WHAT THE EXERCISE ASKS: Find each line below that contains the word "purple", matching case exactly, and copy every such line in full.
-------- RECORDS FOR THE EXERCISE
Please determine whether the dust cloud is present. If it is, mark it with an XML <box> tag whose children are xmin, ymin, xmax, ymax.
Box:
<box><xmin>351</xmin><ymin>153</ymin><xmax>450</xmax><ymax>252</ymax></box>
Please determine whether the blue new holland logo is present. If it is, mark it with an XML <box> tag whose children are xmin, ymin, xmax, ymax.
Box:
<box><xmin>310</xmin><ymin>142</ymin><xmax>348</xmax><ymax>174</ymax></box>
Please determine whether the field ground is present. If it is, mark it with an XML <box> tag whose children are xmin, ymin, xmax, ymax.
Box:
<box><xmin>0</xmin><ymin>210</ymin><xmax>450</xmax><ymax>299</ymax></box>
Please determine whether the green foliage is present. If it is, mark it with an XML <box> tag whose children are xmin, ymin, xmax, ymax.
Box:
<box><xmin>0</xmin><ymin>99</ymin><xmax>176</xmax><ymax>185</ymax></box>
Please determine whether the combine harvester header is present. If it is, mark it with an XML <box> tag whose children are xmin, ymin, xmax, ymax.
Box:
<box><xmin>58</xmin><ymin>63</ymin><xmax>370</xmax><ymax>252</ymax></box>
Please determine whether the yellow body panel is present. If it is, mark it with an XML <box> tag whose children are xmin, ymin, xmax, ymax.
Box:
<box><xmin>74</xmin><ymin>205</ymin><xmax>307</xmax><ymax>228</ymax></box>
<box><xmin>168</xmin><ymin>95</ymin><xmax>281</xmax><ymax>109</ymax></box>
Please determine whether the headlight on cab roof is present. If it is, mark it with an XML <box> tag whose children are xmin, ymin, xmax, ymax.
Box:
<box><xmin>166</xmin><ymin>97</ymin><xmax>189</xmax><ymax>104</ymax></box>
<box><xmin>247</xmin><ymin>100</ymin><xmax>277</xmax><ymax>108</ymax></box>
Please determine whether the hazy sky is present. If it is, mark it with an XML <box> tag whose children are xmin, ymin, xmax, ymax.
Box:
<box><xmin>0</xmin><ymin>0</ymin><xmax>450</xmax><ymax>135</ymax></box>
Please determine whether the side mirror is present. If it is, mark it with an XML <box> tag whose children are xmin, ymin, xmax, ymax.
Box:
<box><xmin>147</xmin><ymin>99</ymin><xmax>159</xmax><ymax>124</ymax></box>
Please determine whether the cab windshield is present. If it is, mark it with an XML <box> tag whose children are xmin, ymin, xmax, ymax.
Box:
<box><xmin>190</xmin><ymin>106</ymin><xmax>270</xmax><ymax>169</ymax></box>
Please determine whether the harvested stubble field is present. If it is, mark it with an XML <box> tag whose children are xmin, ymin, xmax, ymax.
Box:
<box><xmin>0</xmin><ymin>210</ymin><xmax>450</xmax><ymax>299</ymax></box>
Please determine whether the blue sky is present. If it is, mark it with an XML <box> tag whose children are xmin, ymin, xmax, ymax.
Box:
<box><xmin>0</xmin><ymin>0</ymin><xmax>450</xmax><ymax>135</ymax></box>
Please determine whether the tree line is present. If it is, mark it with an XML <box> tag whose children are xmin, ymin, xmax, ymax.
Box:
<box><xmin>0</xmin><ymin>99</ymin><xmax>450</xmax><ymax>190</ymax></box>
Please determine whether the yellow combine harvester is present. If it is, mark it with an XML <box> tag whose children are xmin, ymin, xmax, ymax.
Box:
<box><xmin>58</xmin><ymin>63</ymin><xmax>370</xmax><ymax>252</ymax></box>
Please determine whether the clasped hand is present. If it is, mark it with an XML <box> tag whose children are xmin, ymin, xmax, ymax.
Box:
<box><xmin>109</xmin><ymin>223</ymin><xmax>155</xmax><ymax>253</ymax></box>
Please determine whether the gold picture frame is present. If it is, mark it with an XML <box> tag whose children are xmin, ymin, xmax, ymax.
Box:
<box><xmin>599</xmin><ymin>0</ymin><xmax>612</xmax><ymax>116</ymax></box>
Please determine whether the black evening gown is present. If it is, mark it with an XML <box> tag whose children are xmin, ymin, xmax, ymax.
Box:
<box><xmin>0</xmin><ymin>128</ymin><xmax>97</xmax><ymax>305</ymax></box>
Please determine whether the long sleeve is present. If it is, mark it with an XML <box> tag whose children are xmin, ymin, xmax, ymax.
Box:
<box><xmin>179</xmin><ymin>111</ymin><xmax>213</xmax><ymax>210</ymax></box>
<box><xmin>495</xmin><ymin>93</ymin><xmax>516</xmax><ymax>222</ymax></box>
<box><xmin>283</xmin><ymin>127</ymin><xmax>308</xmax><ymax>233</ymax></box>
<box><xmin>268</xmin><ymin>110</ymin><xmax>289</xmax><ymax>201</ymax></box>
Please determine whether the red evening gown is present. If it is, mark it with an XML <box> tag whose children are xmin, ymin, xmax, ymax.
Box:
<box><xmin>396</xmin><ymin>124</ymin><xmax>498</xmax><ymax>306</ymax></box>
----------------
-------- RECORDS FOR THE EXERCISE
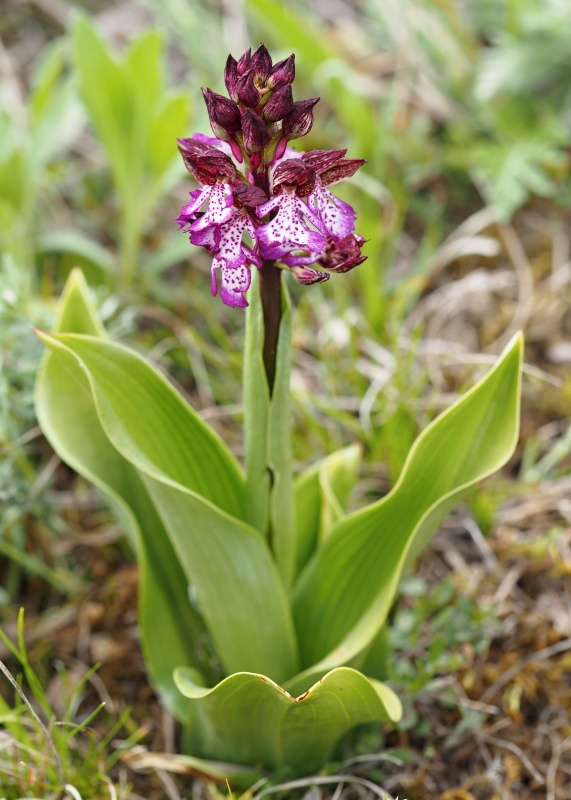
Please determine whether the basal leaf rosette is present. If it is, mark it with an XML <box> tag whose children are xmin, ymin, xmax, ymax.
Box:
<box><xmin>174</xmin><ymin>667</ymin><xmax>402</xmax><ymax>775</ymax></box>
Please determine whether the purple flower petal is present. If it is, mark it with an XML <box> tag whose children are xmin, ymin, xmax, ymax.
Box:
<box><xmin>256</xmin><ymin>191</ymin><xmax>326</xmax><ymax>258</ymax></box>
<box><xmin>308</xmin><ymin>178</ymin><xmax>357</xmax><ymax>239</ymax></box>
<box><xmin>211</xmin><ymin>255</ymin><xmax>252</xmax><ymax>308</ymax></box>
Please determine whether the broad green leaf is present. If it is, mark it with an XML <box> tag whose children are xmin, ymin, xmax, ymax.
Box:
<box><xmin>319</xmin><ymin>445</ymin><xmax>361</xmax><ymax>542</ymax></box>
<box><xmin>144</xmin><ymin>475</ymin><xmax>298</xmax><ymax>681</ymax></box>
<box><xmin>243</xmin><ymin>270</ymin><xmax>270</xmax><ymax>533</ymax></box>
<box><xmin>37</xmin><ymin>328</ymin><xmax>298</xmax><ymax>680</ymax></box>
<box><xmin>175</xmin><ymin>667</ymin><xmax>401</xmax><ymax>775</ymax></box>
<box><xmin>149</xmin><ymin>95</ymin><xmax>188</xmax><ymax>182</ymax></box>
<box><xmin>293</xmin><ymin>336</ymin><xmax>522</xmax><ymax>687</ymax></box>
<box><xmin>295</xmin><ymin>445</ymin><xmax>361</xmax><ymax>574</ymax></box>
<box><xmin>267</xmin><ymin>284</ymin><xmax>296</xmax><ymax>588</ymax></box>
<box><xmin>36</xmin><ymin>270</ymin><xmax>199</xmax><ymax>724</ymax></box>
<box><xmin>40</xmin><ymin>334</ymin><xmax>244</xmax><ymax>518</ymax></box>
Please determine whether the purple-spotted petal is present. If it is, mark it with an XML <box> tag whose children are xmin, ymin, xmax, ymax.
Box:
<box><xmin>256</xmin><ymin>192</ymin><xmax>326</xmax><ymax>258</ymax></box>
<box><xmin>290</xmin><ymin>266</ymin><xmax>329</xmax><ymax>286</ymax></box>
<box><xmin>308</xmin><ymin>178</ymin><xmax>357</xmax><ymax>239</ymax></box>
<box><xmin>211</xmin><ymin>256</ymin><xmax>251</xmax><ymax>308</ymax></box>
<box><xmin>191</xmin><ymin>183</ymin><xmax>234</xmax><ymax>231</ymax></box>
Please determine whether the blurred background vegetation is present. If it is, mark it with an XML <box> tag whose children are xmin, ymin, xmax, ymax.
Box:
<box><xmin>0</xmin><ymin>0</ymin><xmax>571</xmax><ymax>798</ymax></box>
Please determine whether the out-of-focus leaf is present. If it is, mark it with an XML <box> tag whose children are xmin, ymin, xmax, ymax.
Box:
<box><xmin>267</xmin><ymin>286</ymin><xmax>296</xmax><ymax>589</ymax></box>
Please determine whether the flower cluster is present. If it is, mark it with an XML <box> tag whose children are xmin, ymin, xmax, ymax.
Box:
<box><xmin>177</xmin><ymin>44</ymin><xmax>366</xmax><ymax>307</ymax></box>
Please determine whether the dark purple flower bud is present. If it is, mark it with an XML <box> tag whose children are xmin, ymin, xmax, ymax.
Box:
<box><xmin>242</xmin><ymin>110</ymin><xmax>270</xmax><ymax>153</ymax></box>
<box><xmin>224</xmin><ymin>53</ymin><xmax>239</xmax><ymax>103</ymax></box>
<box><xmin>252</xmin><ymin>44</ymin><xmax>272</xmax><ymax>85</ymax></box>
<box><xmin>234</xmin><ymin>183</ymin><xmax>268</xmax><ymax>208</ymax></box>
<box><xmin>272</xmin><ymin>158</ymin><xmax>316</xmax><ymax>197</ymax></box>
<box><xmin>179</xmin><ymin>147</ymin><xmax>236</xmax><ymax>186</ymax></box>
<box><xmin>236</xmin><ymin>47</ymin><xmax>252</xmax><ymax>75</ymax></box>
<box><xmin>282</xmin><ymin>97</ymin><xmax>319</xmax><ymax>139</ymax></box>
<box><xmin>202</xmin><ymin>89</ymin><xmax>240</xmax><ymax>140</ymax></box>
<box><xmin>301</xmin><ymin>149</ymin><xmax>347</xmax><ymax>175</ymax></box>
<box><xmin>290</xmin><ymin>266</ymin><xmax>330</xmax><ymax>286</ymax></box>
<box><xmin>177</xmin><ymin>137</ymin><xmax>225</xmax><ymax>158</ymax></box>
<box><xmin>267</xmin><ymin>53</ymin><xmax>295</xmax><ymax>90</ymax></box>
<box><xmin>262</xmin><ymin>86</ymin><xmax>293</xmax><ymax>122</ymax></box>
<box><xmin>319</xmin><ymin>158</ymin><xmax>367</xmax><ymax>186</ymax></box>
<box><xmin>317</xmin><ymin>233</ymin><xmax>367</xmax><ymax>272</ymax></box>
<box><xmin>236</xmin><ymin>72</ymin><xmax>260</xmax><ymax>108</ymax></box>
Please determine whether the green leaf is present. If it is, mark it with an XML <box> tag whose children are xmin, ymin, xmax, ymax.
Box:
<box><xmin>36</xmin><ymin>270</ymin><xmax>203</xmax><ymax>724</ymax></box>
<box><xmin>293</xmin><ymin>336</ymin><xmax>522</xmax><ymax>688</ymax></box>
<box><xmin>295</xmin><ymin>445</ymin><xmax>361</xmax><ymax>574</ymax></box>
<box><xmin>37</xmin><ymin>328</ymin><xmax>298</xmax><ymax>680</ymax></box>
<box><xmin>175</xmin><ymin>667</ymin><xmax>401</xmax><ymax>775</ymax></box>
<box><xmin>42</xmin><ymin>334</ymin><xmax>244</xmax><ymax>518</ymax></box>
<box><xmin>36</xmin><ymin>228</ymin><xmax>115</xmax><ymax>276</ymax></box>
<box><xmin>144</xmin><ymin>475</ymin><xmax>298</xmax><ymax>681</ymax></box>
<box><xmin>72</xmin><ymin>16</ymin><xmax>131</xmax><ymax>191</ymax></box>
----------------
WRITTEN SOLUTION:
Please determine whether the purple flower petal is present. If it is, mark it with an XML <box> tag whose children are xmin, ymin, xmax, ymax.
Please determine whether the purple-spotted petal is present. If it is, mark it with an XML <box> tag whose children are xmin, ymin, xmax, ymax.
Please determine whether the dark purple flower bud is present. If it is, mark it with an XML <box> tag whose children are xmin, ymin, xmax, ymax.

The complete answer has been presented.